— What is required —
Write out all of the material below again, including every request, but add 88 to each x and y coordinate in the point answers and leave the pictures out.

— The input —
◆ ◆ ◆ ◆ ◆
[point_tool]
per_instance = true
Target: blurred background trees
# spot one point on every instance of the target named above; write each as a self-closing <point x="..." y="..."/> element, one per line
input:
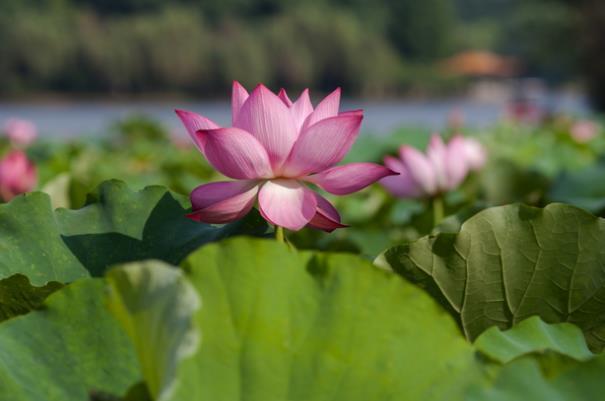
<point x="373" y="47"/>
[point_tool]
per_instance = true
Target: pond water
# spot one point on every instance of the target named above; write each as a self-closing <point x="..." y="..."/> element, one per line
<point x="92" y="118"/>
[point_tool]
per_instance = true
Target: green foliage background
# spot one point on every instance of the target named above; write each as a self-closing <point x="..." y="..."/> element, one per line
<point x="377" y="48"/>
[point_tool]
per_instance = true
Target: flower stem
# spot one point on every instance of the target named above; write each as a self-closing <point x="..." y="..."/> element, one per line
<point x="279" y="234"/>
<point x="438" y="212"/>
◆ ◆ ◆ ◆ ◆
— Complete response —
[point_tool]
per_instance = true
Target: blurred background trees
# spot one point on every instance of the target named above; write each as a self-closing <point x="..." y="..."/> element, one per line
input:
<point x="461" y="135"/>
[point_tool]
per_instance = true
Target: pond water
# spot one point on every instance of the target named above; write each as a self-closing <point x="..." y="..."/> element, one per line
<point x="180" y="206"/>
[point_tool]
per_instance = true
Target: green foliage background
# spot one point on every instance of the target named above; write each as a self-closing <point x="..." y="..."/> element, one per line
<point x="465" y="136"/>
[point_tool]
per_instance = true
Target: flower stem
# spot one point on every instance of the target named above; write each as a self-closing <point x="..." y="..."/> element, one per line
<point x="367" y="322"/>
<point x="526" y="300"/>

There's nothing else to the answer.